━━━ Excerpt

Books from the Mystery Discussion Group

These are the books read for the Main Library Mystery Book Discussion Group, in reverse chronological order of book group meetings. Annotations by librarian Liz Mellett. See below for books read in 2007, 2008, 2009, 2010, 2011, 2012, and 2013.

Books read in 2013

Michael Connelly, The Black Echo (1992). "The boy couldn't see in the dark, but he didn't need to." When L.A. homicide detective Hieronymus Bosch is called to Mulholland Dam on the report of a dead body in a drainpipe, he recognizes the murdered man, a fellow Vietnam tunnel rat named Billy Meadows. His investigation is complicated by his indifferent department and the interest of the FBI. This novel won the Edgar Award as Best First Mystery in 1993 and was nominated for an Anthony Award.

Books read in 2012

Cara Black, Murder in the Marais (1999). Parisian P.I. Aimée Leduc has sworn to avoid criminal cases because her father, a police detective, was killed in the line of duty. When she agrees to a top secret decoding job for a man who knew her father she doesn’t expect trouble – until she finds an old woman dead, with a swastika carved on her forehead. This atmospheric first mystery was nominated for an Anthony Award.

Ken Bruen, The Killing of the Tinkers (2002). “The boy is back in town”. Disgraced ex-cop Jack Taylor returns home to Galway with a leather coat and a coke habit. When a Gypsy asks him to look into the murders of young men of his clan he agrees, even though he suspects no good will come of looking into something the police have refused to investigate. This novel, described by the Boston Herald as “a dark heart-stopper”, won the Macavity Award for Best Mystery Novel in 2005.

Jill McGown, Unlucky for Some (2005). Bingo player Wilma Fenton is killed while walking home with a purse filled with her winnings – and the murderer leaves the money neatly fanned out across her body. Chief Inspectors Lloyd and Hill are faced with a fascinating puzzle in their thirteenth outing together. McGown was chosen by The Times (London) as one of the twentieth century’s “100 Masters of Crime”.

Zoë Ferraris, Finding Nouf (2008). “Before the sun set that evening, Nayir filled his canteen, tucked a prayer rug beneath his arm, and climbed the south-facing dune near the camp.” When sixteen-year-old Nouf goes missing, desert guide Nayir al-Sharqi is asked to lead the search. The discovery of her body ten days later presents him with a mystery. How did she drown in the desert, and why is her family so disinterested? This fine series debut is set in contemporary Saudi Arabia and features a devout Muslim sleuth. It won a 2008 Los Angeles Book Prize for First Fiction, and was nominated for a California Book Award and a Macavity.

━━━━━━
━━━ Entries provided

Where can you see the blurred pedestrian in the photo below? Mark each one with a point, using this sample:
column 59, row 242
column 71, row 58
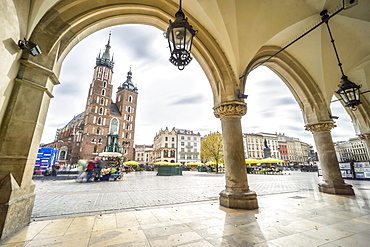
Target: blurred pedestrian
column 90, row 170
column 54, row 169
column 81, row 169
column 98, row 167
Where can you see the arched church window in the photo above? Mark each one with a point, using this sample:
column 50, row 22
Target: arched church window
column 114, row 126
column 62, row 155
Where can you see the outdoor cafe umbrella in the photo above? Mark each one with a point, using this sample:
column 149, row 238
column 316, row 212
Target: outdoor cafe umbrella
column 110, row 154
column 130, row 163
column 252, row 161
column 271, row 160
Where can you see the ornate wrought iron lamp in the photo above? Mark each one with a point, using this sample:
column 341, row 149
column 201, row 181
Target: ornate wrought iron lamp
column 348, row 91
column 30, row 47
column 180, row 39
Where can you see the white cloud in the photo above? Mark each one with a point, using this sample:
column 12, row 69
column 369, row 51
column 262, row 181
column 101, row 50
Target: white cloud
column 169, row 97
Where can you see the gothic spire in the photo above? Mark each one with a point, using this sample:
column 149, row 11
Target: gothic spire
column 105, row 59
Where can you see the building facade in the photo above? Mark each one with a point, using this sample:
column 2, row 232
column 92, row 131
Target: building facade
column 188, row 144
column 105, row 125
column 352, row 150
column 143, row 154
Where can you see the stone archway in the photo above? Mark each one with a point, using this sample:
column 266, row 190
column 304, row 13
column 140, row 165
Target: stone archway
column 62, row 27
column 315, row 110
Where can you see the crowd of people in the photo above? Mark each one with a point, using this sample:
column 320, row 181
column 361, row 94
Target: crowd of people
column 89, row 169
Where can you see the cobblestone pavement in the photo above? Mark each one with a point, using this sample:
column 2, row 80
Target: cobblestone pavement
column 144, row 189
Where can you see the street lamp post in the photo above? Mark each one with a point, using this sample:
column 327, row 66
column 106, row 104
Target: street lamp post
column 180, row 39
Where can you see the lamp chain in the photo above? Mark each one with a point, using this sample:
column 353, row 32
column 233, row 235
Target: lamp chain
column 335, row 48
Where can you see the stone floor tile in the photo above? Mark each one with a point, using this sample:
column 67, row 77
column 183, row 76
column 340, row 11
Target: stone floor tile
column 105, row 222
column 116, row 237
column 54, row 228
column 29, row 232
column 355, row 240
column 177, row 239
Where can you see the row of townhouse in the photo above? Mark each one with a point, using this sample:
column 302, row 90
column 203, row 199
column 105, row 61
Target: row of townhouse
column 279, row 146
column 183, row 146
column 352, row 150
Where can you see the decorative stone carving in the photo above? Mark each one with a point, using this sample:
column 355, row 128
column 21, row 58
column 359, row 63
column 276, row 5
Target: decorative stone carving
column 364, row 136
column 320, row 126
column 230, row 108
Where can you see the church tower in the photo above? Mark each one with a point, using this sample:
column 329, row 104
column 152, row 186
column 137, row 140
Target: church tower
column 126, row 98
column 97, row 113
column 104, row 126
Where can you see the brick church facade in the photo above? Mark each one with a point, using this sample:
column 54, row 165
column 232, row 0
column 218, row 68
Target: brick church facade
column 105, row 125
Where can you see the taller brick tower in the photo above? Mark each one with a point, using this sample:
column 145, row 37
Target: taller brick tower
column 126, row 98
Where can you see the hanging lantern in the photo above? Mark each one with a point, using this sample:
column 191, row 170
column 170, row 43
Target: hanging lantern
column 180, row 38
column 349, row 93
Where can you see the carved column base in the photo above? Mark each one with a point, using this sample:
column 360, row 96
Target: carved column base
column 15, row 207
column 336, row 188
column 239, row 200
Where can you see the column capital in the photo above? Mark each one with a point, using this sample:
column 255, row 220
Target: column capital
column 230, row 109
column 320, row 126
column 364, row 136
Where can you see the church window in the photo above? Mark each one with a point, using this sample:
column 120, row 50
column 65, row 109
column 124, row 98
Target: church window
column 114, row 126
column 62, row 155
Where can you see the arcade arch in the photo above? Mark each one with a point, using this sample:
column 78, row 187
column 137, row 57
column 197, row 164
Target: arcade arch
column 57, row 26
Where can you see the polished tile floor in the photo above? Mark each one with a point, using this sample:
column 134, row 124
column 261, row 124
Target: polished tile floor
column 304, row 218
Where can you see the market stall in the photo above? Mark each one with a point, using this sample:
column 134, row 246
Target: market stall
column 113, row 168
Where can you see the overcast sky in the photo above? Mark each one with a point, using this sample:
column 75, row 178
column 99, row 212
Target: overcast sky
column 172, row 98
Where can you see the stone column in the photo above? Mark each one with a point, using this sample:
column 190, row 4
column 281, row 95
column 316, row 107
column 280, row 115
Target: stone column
column 333, row 182
column 365, row 137
column 236, row 193
column 20, row 135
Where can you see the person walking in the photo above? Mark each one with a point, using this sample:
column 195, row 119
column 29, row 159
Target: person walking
column 90, row 170
column 98, row 167
column 81, row 169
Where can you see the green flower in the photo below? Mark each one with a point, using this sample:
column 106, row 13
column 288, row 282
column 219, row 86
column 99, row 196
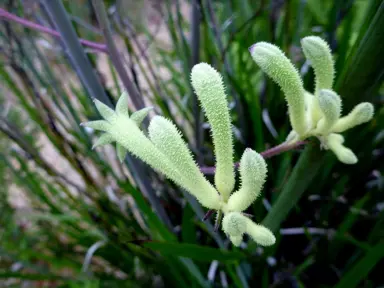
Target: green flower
column 317, row 114
column 166, row 152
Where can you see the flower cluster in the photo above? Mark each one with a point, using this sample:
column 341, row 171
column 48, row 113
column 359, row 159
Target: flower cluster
column 165, row 151
column 315, row 114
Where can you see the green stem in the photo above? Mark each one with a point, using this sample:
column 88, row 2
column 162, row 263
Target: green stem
column 302, row 175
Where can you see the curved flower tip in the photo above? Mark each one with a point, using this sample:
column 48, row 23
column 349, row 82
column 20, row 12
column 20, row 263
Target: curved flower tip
column 330, row 106
column 277, row 66
column 344, row 154
column 318, row 52
column 236, row 224
column 253, row 172
column 362, row 113
column 261, row 234
column 209, row 88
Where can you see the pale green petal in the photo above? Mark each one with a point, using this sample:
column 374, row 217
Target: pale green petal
column 236, row 240
column 121, row 152
column 330, row 105
column 103, row 140
column 260, row 234
column 209, row 88
column 168, row 140
column 317, row 51
column 139, row 115
column 253, row 172
column 122, row 105
column 127, row 134
column 344, row 154
column 360, row 114
column 234, row 224
column 277, row 66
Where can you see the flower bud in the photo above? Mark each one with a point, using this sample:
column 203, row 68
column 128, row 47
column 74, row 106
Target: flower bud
column 209, row 88
column 360, row 114
column 277, row 66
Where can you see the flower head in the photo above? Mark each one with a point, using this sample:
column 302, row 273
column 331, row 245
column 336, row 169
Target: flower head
column 317, row 114
column 165, row 151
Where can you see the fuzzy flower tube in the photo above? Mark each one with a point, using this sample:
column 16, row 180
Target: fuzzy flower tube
column 165, row 151
column 317, row 114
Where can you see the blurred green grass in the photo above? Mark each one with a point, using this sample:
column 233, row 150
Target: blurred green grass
column 151, row 232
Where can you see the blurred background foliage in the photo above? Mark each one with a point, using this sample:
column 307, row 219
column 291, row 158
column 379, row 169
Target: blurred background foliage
column 73, row 217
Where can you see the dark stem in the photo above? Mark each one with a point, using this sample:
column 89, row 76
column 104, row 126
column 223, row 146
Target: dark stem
column 5, row 15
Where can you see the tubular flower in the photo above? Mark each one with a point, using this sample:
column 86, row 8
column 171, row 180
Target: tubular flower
column 165, row 151
column 317, row 114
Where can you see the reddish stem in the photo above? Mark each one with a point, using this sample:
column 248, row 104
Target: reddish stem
column 266, row 154
column 11, row 17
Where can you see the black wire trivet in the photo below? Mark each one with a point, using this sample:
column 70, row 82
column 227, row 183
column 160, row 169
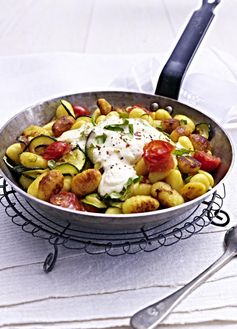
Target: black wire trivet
column 71, row 236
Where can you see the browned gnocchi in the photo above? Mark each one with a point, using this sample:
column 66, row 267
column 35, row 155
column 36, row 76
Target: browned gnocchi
column 115, row 160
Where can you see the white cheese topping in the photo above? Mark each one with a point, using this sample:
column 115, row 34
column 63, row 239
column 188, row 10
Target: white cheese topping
column 117, row 146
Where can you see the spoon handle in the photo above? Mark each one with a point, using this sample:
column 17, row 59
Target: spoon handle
column 151, row 316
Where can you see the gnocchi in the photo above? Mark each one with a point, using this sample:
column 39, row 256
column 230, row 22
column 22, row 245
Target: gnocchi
column 120, row 160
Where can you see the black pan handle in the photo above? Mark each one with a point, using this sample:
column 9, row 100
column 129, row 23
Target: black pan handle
column 174, row 70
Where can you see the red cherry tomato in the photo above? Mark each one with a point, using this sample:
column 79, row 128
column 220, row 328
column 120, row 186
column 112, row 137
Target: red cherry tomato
column 66, row 200
column 158, row 155
column 80, row 110
column 56, row 150
column 208, row 162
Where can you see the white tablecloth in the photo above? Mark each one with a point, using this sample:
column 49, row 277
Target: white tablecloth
column 100, row 291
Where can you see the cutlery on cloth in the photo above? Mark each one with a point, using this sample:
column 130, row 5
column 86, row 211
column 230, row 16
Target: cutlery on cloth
column 151, row 316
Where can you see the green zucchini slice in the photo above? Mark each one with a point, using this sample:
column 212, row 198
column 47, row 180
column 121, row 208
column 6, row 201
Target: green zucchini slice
column 76, row 157
column 67, row 169
column 94, row 200
column 40, row 142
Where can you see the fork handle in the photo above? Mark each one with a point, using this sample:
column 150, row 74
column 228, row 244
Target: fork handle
column 151, row 316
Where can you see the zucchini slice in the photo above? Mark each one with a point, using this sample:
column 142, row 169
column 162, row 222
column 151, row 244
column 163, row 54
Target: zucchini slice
column 203, row 129
column 40, row 142
column 76, row 157
column 67, row 169
column 65, row 109
column 94, row 200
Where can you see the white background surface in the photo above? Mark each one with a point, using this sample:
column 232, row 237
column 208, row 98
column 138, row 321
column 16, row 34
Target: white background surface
column 110, row 39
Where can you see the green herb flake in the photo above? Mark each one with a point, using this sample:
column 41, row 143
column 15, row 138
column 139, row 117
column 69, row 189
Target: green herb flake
column 130, row 128
column 183, row 121
column 101, row 139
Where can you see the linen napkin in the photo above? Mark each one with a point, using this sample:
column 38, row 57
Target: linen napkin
column 99, row 291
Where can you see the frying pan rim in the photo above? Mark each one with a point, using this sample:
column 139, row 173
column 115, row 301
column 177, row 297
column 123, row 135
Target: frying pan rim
column 120, row 216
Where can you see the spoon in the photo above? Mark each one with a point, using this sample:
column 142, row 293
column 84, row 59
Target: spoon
column 151, row 316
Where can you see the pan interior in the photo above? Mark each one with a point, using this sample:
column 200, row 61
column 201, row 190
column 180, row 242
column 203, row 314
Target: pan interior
column 42, row 113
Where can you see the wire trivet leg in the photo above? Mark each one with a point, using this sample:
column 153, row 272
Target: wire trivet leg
column 51, row 259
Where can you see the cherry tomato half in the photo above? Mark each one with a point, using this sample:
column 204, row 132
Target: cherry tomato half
column 66, row 200
column 208, row 161
column 158, row 155
column 56, row 150
column 80, row 110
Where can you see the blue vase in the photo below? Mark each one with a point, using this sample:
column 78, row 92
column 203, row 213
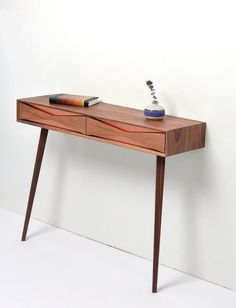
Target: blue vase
column 154, row 111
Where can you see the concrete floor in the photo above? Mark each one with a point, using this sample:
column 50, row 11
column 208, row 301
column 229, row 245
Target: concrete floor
column 56, row 268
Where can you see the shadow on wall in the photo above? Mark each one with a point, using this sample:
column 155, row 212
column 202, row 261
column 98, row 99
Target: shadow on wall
column 66, row 150
column 190, row 178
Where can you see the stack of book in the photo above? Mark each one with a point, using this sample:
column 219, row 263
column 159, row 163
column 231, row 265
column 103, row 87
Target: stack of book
column 74, row 100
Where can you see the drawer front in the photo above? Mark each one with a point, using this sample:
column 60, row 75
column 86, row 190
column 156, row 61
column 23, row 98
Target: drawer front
column 52, row 117
column 126, row 133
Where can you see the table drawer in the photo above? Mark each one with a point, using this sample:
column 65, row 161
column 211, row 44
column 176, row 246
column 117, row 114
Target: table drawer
column 52, row 117
column 126, row 133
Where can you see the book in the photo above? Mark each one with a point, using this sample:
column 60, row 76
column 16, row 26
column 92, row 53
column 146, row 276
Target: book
column 74, row 100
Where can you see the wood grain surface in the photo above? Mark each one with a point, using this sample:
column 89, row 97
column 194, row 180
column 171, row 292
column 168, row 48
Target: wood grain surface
column 115, row 124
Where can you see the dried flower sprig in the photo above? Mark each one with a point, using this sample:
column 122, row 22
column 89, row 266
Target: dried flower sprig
column 153, row 91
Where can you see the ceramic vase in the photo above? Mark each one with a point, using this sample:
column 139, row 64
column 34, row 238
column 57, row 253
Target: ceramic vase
column 154, row 111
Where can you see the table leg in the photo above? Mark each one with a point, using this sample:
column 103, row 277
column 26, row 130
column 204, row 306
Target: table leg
column 37, row 166
column 160, row 171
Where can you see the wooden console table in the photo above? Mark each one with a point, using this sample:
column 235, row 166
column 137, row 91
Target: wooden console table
column 116, row 125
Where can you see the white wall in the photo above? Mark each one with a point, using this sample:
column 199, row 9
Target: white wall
column 110, row 48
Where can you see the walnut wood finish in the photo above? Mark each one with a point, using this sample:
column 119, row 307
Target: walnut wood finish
column 37, row 167
column 160, row 172
column 116, row 125
column 115, row 131
column 119, row 125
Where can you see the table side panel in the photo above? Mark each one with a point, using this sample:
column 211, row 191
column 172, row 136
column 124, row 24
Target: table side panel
column 52, row 117
column 185, row 139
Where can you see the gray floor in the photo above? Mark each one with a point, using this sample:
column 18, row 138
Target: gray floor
column 56, row 268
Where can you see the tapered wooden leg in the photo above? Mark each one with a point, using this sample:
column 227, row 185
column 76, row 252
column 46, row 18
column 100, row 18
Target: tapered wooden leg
column 160, row 171
column 37, row 166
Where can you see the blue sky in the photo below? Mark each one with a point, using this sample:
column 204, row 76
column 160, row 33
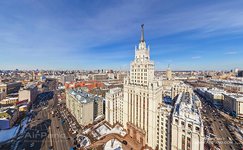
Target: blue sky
column 95, row 34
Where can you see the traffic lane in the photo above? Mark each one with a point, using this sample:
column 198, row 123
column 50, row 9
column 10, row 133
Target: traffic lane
column 34, row 137
column 220, row 128
column 60, row 137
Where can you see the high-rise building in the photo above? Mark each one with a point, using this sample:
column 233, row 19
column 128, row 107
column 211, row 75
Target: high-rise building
column 240, row 73
column 168, row 73
column 142, row 95
column 164, row 127
column 187, row 126
column 114, row 106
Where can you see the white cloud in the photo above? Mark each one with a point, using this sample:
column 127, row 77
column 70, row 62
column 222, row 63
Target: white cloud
column 196, row 57
column 230, row 53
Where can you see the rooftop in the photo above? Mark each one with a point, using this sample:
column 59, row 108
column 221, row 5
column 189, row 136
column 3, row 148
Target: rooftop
column 82, row 96
column 186, row 108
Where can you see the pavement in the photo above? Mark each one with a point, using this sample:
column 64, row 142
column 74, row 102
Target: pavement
column 45, row 131
column 213, row 119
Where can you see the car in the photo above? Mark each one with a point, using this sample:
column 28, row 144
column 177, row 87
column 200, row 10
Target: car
column 32, row 144
column 124, row 142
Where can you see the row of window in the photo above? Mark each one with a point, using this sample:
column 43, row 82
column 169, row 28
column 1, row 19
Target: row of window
column 188, row 125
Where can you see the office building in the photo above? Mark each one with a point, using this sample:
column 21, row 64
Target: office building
column 142, row 95
column 67, row 78
column 233, row 103
column 29, row 93
column 8, row 117
column 83, row 106
column 187, row 127
column 114, row 106
column 164, row 127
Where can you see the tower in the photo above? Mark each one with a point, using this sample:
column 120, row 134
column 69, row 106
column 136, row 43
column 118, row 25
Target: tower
column 168, row 73
column 142, row 95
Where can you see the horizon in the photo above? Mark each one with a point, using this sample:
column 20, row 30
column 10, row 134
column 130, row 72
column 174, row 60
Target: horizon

━━━━━━

Rewrite the book list's paragraph beginning "Jill McGown, Unlucky for Some" as two sentences, keeping its main facts. The data play no part in this work.

In Jill McGown's Unlucky for Some (2005), Chief Inspectors Lloyd and Hill's thirteenth case, bingo player Wilma Fenton is killed while walking home, and her murderer leaves her winnings neatly fanned out across her body. The Times (London) chose McGown as one of the twentieth century's "100 Masters of Crime".